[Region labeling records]
[start]

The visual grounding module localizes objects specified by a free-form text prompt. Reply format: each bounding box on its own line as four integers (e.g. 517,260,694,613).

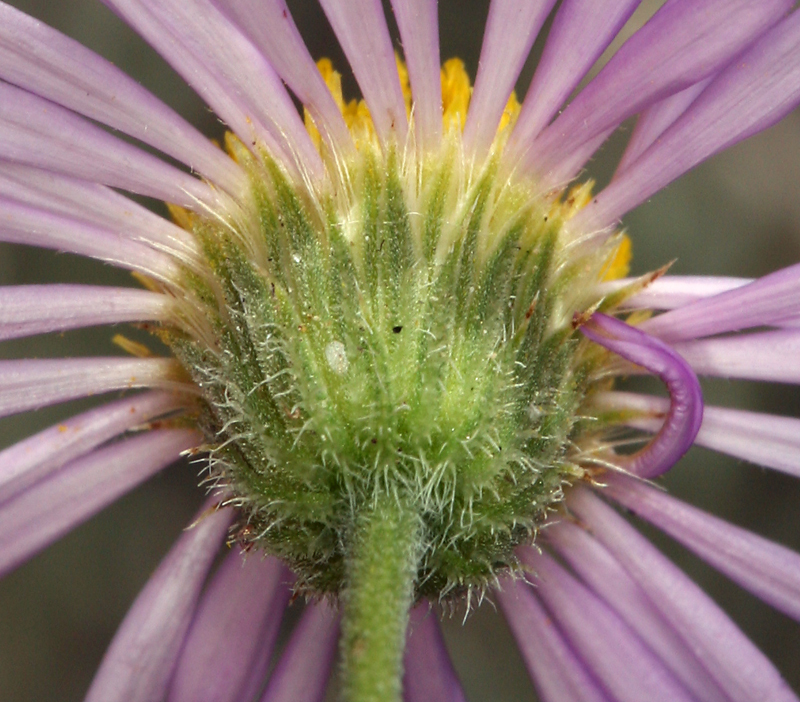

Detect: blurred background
0,0,800,702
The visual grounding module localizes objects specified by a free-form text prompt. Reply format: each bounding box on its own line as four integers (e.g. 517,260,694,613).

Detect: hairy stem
341,496,421,702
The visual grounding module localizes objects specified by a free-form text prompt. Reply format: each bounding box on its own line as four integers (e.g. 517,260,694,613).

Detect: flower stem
342,496,421,702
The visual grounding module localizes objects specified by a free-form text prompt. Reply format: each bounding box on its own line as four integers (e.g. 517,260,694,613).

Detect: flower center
161,57,619,597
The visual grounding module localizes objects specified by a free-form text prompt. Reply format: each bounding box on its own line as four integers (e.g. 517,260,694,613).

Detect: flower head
0,0,800,702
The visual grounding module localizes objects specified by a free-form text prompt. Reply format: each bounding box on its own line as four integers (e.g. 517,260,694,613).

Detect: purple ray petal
0,195,178,281
0,161,198,257
0,356,186,417
616,78,711,175
508,0,641,153
86,498,233,702
392,0,442,150
0,285,171,340
495,582,613,702
544,519,729,702
167,548,291,702
592,392,800,478
598,275,753,310
0,3,244,196
674,330,800,384
573,9,800,231
640,264,800,342
103,0,322,176
0,82,218,209
261,602,339,702
404,602,466,702
526,0,792,184
581,313,703,478
608,476,800,620
569,489,797,702
464,0,555,155
214,0,353,153
0,429,202,575
0,392,186,503
520,549,693,702
319,0,408,145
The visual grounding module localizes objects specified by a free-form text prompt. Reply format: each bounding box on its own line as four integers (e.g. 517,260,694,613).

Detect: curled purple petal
85,498,233,702
0,429,202,575
581,313,703,478
520,549,694,702
0,391,186,503
568,488,797,702
496,581,613,702
464,0,555,155
167,548,292,702
404,602,466,702
261,602,339,702
319,0,408,144
592,392,800,478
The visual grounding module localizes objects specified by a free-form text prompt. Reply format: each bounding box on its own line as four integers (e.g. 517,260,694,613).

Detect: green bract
170,137,608,597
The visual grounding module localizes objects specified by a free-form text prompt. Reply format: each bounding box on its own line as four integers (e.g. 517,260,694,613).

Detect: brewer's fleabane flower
0,0,800,702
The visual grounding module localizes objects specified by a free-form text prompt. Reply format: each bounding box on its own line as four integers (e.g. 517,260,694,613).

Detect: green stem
341,496,421,702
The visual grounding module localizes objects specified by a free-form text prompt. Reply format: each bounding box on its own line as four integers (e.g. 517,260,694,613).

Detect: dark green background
0,0,800,702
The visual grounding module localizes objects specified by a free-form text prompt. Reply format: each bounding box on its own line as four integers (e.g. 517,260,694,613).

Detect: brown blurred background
0,0,800,702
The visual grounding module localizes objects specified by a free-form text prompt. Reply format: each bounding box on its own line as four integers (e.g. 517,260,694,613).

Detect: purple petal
392,0,442,150
0,392,185,503
617,78,711,175
0,429,202,575
544,519,729,702
215,0,353,153
640,264,800,341
464,0,555,155
569,489,797,702
85,498,233,702
261,602,339,702
0,3,244,196
0,356,186,417
573,9,800,231
598,275,753,310
520,549,693,702
526,0,792,184
673,330,800,384
581,313,703,478
167,548,291,702
0,82,218,209
103,0,322,176
608,476,800,620
592,392,800,478
404,602,466,702
496,582,613,702
508,0,641,155
319,0,408,145
0,161,199,259
0,195,178,281
0,285,171,340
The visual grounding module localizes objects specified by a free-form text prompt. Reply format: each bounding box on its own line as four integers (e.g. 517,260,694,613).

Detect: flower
0,0,800,700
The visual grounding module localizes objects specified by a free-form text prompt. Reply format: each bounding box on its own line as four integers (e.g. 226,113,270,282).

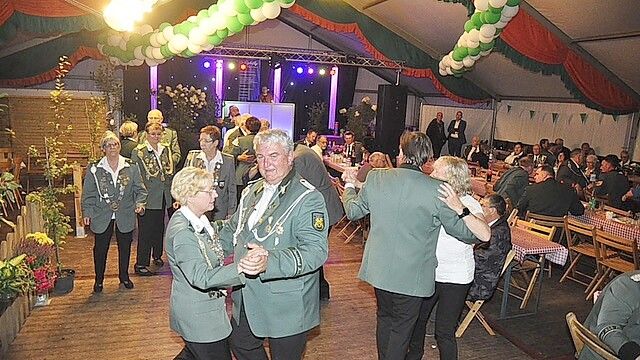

[end]

> Task directions
Please return each line of the listing that contains the word "background". Case counts.

> Solution
Detect: blurred background
Detect: dark green background
Detect: brown blurred background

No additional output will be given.